## Document extract
········
Another way to combat gas in eating beans is to cook them yourself. The key is rinsing the soaking water before you cook.

Tip: I keep lemon wedges on hand for the week.

Salut!
                                                                                                                                     

                                                                                                                                           -Carol

Monday, April 4, 2016

Noodles with tofu and peanut sauce

This is one of my all-time favorite recipes, and is always a big hit. It only has a few essential ingredients but is packed with flavor and texture, and can easily be dressed up with extra toppings if desired.

Noodles with tofu and peanut sauce

- 1 package of tofu, patted dry and cut into cubes
- 2 servings of soba noodles (any asian noodle works, or even whole wheat spaghetti)
- 2 tablespoons of peanut butter
- soy sauce
- oil (anything neutral, I generally use olive oil)
- sesame oil *
- 1 lime *
- peanuts *
- scallions *
- sesame seeds *

* optional - if you are missing one or more of these ingredients, it's not the end of the world!

Heat up your regular oil in the pan on medium heat. If you are using sesame oil, mix a little of that in as well. (Sesame oil has a very strong flavor, so a little bit goes a long way!) Add the tofu, making sure to stir frequently so all sides get cooked.

Meanwhile, cook the noodles according to the package instructions.

Make the sauce while the tofu is cooking. In a small bowl stir together peanut butter and soy sauce. Keep adding soy sauce and mixing until you have a thick liquid consistency. Add a little bit of sesame oil if using. Squeeze half of the lime into the sauce, mix well. Adjust to taste.

If desired, put the peanuts in a ziploc bag and crush with any hard object.

Chop the scallions.

Once the tofu has started to brown, pour HALF of the peanut sauce on top, and continue cooking. Add the sesame seeds and crushed peanuts at any time. Cook for a few minutes, making sure to stir so that the sauce covers all sides.

When the noodles are done, rinse them under cold water, drain well, and put in a bowl. Pour the remaining half of the peanut sauce on top and toss to coat the noodles evenly.

Serve the hot tofu on top of the cold noodles, top with scallions and serve with the remaining lime wedges.
········
## Given problem a
Rewrite the collection entries, renaming every "canoe" to "kayak" and leaving everything else unchanged.
The entries that follow are unrelated to the recipe text.

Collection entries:
········
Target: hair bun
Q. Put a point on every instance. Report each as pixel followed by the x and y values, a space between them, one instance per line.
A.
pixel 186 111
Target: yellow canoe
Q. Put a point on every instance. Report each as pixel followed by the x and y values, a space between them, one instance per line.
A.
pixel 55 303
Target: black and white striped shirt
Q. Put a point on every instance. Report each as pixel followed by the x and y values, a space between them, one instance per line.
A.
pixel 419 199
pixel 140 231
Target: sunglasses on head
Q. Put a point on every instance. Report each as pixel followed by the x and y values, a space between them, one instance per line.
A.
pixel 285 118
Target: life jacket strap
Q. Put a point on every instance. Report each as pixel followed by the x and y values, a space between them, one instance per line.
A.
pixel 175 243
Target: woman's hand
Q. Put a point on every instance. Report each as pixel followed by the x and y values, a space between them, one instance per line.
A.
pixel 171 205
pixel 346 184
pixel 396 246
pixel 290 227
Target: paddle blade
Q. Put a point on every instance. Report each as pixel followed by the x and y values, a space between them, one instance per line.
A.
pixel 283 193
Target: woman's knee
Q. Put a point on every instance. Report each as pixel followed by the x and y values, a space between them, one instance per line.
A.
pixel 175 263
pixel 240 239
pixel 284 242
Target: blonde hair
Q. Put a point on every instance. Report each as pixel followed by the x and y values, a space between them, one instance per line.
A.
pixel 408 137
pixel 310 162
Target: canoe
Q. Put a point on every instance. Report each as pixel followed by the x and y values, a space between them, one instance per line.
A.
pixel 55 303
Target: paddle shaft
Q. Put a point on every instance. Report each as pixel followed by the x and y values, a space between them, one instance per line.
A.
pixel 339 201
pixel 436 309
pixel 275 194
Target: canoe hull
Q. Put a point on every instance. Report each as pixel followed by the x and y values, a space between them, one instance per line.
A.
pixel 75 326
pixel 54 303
········
## Given problem b
According to the noodle recipe, are these statements correct? (i) The cooked noodles are rinsed under cold water. (ii) All of the peanut sauce is poured over the tofu. (iii) The sauce is made by stirring peanut butter and soy sauce together in a small bowl.

## Worked answer a
Target: hair bun
Q. Put a point on every instance. Report each as pixel followed by the x and y values, a space between them, one instance per line.
A.
pixel 186 111
Target: yellow kayak
Q. Put a point on every instance. Report each as pixel followed by the x and y values, a space between them, one instance per line.
A.
pixel 55 303
Target: black and white striped shirt
Q. Put a point on every instance. Report each as pixel followed by the x and y values, a space between them, one instance per line.
A.
pixel 419 199
pixel 140 231
Target: sunglasses on head
Q. Put a point on every instance. Report each as pixel followed by the x and y values, a space between them, one instance per line.
A.
pixel 285 118
Target: life jacket strap
Q. Put a point on every instance. Report each as pixel followed by the x and y values, a space between them, one instance per line.
A.
pixel 175 243
Target: woman's hand
Q. Put a point on every instance. Report each as pixel followed by the x and y values, a space between them, one instance per line.
A.
pixel 171 205
pixel 346 184
pixel 396 246
pixel 290 227
Target: paddle blade
Q. Put a point on every instance. Report each as pixel followed by the x and y values, a space between them, one instance per line.
A.
pixel 283 193
Target: woman's knee
Q. Put a point on every instance. Report each as pixel followed by the x and y values, a space between them, one instance per line.
A.
pixel 175 263
pixel 240 239
pixel 284 242
Target: blonde hair
Q. Put a point on every instance. Report each as pixel followed by the x and y values, a space between them, one instance per line.
A.
pixel 408 137
pixel 310 162
Target: kayak
Q. Put a point on every instance. Report each as pixel followed by the x and y values, a space between them, one instance per line.
A.
pixel 55 303
Target: paddle shaft
Q. Put a point on every instance. Report each as pixel followed by the x and y values, a space between them, one instance per line.
A.
pixel 339 201
pixel 436 309
pixel 275 194
Target: kayak hull
Q. Put a point on every instance. Report each as pixel followed by the x and y values, a space between them, one instance per line.
A.
pixel 75 326
pixel 54 303

## Worked answer b
(i) Yes: "When the noodles are done, rinse them under cold water, drain well, and put in a bowl."
(ii) No: "Once the tofu has started to brown, pour HALF of the peanut sauce on top, and continue cooking."
(iii) Yes: "In a small bowl stir together peanut butter and soy sauce."